Set exercise: Show every line of the data below that contains the word "maroon", matching its case exactly.

--

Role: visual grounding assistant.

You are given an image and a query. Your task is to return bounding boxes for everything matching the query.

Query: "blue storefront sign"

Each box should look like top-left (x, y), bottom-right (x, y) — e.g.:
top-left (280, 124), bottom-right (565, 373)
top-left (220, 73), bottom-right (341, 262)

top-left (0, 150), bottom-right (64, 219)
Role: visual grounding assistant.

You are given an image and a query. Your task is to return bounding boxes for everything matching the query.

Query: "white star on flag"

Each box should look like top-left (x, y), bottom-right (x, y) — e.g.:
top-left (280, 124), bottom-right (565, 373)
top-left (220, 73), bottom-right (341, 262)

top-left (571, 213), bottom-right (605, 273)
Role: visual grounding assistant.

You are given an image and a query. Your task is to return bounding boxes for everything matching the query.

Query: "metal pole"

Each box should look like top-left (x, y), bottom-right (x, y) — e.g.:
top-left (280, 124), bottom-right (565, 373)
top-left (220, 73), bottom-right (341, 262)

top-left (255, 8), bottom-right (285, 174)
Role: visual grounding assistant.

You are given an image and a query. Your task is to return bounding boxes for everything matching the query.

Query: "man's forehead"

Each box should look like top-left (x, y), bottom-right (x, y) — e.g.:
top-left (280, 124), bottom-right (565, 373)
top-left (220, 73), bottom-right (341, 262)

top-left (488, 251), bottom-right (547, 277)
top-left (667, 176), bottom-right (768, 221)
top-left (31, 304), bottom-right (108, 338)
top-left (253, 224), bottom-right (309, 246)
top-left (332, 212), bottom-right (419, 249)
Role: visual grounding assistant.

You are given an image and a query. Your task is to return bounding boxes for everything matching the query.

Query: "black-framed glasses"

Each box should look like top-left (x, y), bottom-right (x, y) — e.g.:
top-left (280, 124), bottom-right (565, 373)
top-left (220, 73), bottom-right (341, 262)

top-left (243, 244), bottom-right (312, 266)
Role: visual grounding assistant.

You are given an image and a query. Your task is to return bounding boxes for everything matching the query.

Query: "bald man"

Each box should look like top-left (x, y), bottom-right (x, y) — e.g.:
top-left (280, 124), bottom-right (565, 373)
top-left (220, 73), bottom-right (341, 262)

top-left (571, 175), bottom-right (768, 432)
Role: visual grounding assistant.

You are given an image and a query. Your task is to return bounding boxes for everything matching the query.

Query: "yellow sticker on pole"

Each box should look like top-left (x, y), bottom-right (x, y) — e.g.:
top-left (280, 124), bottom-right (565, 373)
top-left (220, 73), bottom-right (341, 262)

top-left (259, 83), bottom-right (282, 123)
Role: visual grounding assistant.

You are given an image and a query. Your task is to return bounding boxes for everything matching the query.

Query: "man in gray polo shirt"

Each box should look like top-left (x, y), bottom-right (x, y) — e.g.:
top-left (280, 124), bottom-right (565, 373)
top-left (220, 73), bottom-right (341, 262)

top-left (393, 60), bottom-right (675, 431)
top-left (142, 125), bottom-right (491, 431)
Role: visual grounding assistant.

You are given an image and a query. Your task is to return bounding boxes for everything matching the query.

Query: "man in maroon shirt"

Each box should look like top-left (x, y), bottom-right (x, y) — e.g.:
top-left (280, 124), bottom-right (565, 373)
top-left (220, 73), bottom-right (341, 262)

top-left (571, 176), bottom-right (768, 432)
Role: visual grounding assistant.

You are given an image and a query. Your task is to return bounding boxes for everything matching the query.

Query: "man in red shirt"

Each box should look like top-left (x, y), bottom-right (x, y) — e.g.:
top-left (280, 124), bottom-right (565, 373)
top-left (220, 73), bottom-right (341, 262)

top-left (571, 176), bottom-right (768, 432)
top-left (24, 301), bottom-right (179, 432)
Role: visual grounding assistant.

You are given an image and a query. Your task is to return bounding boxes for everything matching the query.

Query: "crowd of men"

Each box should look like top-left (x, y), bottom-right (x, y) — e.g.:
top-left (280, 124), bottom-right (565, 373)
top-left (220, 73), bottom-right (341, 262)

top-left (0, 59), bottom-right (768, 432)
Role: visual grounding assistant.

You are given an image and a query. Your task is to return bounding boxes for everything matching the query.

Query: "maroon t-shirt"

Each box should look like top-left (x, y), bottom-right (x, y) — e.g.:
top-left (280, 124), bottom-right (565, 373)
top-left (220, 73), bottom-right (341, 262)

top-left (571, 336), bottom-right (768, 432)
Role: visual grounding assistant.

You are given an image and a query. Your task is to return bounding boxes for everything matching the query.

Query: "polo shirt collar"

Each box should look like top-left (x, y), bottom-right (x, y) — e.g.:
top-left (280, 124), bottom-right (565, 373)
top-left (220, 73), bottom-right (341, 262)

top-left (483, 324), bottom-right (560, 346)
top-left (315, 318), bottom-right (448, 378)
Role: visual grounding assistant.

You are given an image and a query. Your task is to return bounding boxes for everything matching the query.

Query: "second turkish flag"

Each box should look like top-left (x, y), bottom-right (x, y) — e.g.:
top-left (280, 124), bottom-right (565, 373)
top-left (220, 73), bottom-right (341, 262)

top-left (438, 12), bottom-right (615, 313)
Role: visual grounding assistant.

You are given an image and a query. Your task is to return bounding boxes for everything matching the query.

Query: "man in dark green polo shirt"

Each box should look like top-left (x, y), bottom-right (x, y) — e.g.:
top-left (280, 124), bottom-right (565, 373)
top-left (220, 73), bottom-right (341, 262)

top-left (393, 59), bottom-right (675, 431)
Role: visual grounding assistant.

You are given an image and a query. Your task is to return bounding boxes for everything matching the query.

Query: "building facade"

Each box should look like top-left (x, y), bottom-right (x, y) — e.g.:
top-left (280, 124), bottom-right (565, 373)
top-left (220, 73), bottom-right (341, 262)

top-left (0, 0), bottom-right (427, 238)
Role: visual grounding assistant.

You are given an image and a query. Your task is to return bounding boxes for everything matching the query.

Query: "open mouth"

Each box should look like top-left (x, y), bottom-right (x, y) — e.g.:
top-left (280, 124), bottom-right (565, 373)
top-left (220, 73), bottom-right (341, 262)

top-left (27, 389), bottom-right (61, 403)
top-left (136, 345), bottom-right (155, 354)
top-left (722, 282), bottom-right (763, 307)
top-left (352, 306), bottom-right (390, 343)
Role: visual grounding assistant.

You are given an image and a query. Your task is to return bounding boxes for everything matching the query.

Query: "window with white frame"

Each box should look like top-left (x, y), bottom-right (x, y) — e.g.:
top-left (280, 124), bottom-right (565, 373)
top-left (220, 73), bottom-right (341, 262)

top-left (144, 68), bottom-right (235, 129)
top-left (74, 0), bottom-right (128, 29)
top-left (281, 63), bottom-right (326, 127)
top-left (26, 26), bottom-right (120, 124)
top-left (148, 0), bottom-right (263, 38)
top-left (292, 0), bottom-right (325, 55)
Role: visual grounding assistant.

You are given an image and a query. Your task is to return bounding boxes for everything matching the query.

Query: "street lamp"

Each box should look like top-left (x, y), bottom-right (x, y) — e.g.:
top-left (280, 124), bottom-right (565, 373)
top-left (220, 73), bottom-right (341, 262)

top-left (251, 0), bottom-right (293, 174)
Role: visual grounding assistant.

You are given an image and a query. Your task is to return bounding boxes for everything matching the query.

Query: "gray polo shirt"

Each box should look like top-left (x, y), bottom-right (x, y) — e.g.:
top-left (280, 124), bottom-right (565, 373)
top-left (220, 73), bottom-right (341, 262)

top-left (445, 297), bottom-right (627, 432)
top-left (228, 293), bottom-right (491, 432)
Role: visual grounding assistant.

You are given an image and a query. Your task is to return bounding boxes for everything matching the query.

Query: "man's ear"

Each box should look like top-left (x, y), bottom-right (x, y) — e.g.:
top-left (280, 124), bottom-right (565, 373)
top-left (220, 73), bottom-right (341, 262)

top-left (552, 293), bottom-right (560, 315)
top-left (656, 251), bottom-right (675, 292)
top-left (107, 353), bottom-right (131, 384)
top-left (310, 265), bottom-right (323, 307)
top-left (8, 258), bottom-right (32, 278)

--

Exercise answer:
Query: "man in maroon shirt"
Query: "maroon t-shirt"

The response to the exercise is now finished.